## QUOTED PASSAGE
□ □ □

Referring to FIG. 20, the connection electrode may be formed to surround the side surface of the light emitting layer MQW of the light emitting element. Accordingly, light emitted from the light emitting layer MQW may be reflected by the connection electrode BOL and emitted upward, so that the light emitting efficiency may be increased.

Hereinafter, a manufacturing process of the display device 10 according to an embodiment will be described with reference to other drawings.

FIG. 21 is a flowchart to illustrate steps of a method of manufacturing the display device according to an embodiment. FIGS. 22 to 29 are diagrams to illustrate the steps of FIG. 21. FIGS. 22 to 29 are schematic cross-sectional views of structures according to the formation order of each layer of the display device 10.

FIGS. 21 to 29 illustrate manufacturing processes of the light emitting element part LEP, and these may correspond to the schematic cross-sectional view of FIG. 7. In the following, the first light emitting area EA1 and the second light emitting area EA2 of the display device 10 are illustrated. For example, for convenience of description, a single light emitting element LE may be disposed in a single light emitting area EA1, but embodiments are not limited thereto.

Referring to FIG. 21, the method of manufacturing a display device 10 may include forming a light emitting element rod LER in which a third semiconductor layer USE, a second semiconductor layer SEM2, a light emitting layer MQW, and a first semiconductor layer SEM1 are sequentially stacked on a base substrate BSUB (step S110), forming an insulating layer INS surrounding the light emitting element rod LER (step S120), and forming a connection electrode BOL by depositing an electrode material layer on the entire substrate on which light emitting element rods LER are formed (step S130).

A detailed example of the steps in FIG. 21 will be described below with reference to FIGS. 22 to 29.

Referring to FIGS. 22 to 25, light emitting elements LE may be formed on a base substrate BSUB.

For example, referring to FIG. 22, the base substrate BSUB may be prepared. The base substrate BSUB may be a sapphire substrate Al₂O₃ or a silicon wafer including silicon. However, embodiments are not limited thereto, and in an embodiment, a case where the base substrate BSUB is a sapphire substrate will be described as an example.

□ □ □

## RECORD EXCERPTS
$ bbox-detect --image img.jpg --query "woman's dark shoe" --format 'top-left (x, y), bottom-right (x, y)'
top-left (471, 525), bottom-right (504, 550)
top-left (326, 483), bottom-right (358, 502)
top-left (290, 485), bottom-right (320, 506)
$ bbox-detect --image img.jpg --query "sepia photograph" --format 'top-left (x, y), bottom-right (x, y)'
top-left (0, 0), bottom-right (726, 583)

□ □ □

## TO DO
a - In the display manufacturing passage, list the layers stacked in sequence on the base substrate BSUB to form the light emitting element rod LER, in the order they are stacked.
b - Reproduce the display manufacturing passage, beginning at the words "Referring to FIG. 20, the" and stopping after "display device 10.".

## RESPONSES IN ORDER
a -
1. Third semiconductor layer USE
2. Second semiconductor layer SEM2
3. Light emitting layer MQW
4. First semiconductor layer SEM1

b -
Referring to FIG. 20, the connection electrode may be formed to surround the side surface of the light emitting layer MQW of the light emitting element. Accordingly, light emitted from the light emitting layer MQW may be reflected by the connection electrode BOL and emitted upward, so that the light emitting efficiency may be increased.

Hereinafter, a manufacturing process of the display device 10 according to an embodiment will be described with reference to other drawings.

FIG. 21 is a flowchart to illustrate steps of a method of manufacturing the display device according to an embodiment. FIGS. 22 to 29 are diagrams to illustrate the steps of FIG. 21. FIGS. 22 to 29 are schematic cross-sectional views of structures according to the formation order of each layer of the display device 10.